Rewrite the stretch from the line containing "written like [216,450]." through the end of the records, swapping "dandelion flower" for "dandelion bloom" and keeping everything else the same.

* * * *

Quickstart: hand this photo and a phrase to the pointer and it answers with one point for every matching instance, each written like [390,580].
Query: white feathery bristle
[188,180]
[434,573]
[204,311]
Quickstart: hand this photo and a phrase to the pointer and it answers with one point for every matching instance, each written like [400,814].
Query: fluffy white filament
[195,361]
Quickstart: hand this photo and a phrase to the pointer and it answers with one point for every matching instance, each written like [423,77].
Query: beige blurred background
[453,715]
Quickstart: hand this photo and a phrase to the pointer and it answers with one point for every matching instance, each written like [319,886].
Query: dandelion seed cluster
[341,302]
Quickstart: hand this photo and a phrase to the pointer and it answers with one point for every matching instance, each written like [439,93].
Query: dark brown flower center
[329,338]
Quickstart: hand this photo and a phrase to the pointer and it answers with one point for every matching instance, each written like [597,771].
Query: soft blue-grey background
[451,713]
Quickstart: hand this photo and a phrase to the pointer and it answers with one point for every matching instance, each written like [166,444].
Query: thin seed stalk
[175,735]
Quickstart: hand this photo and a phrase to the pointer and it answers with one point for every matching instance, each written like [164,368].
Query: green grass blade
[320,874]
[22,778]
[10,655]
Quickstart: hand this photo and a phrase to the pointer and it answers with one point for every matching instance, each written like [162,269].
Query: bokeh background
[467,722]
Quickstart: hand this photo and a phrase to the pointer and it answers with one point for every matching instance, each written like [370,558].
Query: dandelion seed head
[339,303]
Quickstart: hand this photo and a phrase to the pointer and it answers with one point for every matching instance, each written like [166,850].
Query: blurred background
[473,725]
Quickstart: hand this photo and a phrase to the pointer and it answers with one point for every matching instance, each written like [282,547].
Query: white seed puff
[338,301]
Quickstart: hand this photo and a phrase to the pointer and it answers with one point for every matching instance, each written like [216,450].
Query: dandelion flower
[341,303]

* * * *

** EXERCISE RESULT **
Quickstart: hand this photo and a phrase to the pointer and it answers with one point for every matching instance, each written like [216,450].
Query: dandelion bloom
[341,303]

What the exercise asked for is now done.